*Work instructions*
Repeat every record exactly.

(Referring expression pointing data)
■ ■ ■

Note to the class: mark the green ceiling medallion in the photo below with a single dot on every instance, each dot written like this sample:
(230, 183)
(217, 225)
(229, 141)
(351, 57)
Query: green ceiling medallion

■ ■ ■

*Response for this exercise*
Note to the class: mark the green ceiling medallion in the photo below with a single dot on every instance, each dot written like this sample:
(230, 183)
(217, 225)
(229, 141)
(351, 57)
Query: green ceiling medallion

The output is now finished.